В XIX веке прогресс захватывал западные нации в целом и ассимилировал меньшинства в едином, быстро развивающемся национальном коллективе. В XX веке прогресс создает в незападных странах этнические анклавы и сталкивает их с медленно развивающейся крестьянской и ремесленной массой – это создает конфликты. Важно и то, что афро-азиатские страны хранят живую память перенесенных национальных унижений. Их европейская аналогия – скорее Германия, старые раны которой были растравлены Версалем, чем Англия. Но даже самые крайние европейские примеры не идут в сравнение с тем глубоким и недавним оскорблением национального достоинства, которое нес с собой колониализм. Как ни возмущали немцев союзники, как ни раздражало итальянцев австрийское господство, они никогда не наталкивались на надписи: "Собакам и немцам (или итальянцам) вход воспрещен". Все это в прошлом, но прошлое, если растравлять его, очень живуче. Во время мусульманских погромов в Гуджарате некоторые образованные индийцы, читавшие книжки по истории, говорили о реванше за проигранную тысячу лет назад войну с тюркскими завоевателями. Реванш заключался в том, что хамски оскверняли мечети и могилы мусульманских святых и около тысячи человек вырезали.

---

* _КОРОТКАЯ ЗАДАЧА A_: Выпишите из листинга все строки, где есть слово «bird».

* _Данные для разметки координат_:
---

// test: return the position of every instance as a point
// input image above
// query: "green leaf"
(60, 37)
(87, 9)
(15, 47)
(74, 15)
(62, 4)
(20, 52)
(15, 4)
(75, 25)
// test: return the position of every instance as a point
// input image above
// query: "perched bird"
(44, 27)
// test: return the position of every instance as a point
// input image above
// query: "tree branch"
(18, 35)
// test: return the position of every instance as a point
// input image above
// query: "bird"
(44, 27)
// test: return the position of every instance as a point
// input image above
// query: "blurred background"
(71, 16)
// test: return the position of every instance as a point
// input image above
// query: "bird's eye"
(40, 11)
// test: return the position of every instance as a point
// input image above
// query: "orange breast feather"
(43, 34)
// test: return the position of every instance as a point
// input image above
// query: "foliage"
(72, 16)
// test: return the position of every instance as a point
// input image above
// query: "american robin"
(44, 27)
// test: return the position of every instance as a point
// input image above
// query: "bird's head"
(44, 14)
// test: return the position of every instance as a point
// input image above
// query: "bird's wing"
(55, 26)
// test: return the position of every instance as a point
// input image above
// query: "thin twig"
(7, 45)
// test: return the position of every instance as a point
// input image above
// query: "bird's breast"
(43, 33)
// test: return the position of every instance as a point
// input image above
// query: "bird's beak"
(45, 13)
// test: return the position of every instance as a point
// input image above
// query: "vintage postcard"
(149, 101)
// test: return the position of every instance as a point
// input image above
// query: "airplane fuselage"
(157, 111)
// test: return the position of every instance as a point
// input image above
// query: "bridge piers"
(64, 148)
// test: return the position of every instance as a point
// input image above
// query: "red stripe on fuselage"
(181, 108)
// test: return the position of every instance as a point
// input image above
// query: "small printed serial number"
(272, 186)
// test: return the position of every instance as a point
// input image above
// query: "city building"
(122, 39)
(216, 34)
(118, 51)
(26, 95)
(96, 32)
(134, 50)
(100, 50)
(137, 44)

---

* _КОРОТКАЯ ЗАДАЧА B_: Продолжите рассуждение о колониализме и национальных конфликтах, начиная сразу после его последнего предложения.

* _ИТОГОВЫЙ ОТВЕТ A_:
// query: "perched bird"
// query: "bird"
// query: "bird's eye"
// query: "bird's head"
// query: "bird's wing"
// query: "bird's breast"
// query: "bird's beak"

* _ИТОГОВЫЙ ОТВЕТ B_:
В социальном отношении афро-азиатские массы едва вышли – и часто не совсем еще вышли – из положения, близкого к рабскому. А рабство, как говорил еще Гомер, отнимает у человека лучшую часть его доблестей. Нужны десятки, а может быть, и сотни лет уважения к гражданским правам, чтобы воспитать чувство неприкосновенности человеческой личности.
Наконец, последнее по счету, но не по важности: стремясь сплотить нацию, многие правительства и партии афро-азиатских стран прямо поощряют ксенофобию. Особенно этим злоупотребляют диктаторские режимы. Сталинская политика "борьбы с космополитизмом" – отнюдь не исключение. Игроки, видящие на один ход вперед, не предполагают, что отдаленные последствия политики "козла отпущения" могут обрушиться на тот народ, который таким образом сплачивают. Три года тому назад писали об осквернении еврейского кладбища. Сегодня уже оскверняют русские кладбища и русские бегут от погромов.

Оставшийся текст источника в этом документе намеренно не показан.